_PROBLEM DETAILS:_ Put the lines of the items below into a Markdown table with two columns, "No." for the row number and "Line" for the line itself. Leave out any blank lines.

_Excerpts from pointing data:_

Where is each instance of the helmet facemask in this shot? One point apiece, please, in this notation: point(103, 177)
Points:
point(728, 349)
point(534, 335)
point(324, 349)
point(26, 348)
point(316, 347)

_CORRECT RESPONSE:_
| No. | Line |
|---|---|
| 1 | Where is each instance of the helmet facemask in this shot? One point apiece, please, in this notation: point(103, 177) |
| 2 | Points: |
| 3 | point(728, 349) |
| 4 | point(534, 335) |
| 5 | point(324, 349) |
| 6 | point(26, 348) |
| 7 | point(316, 347) |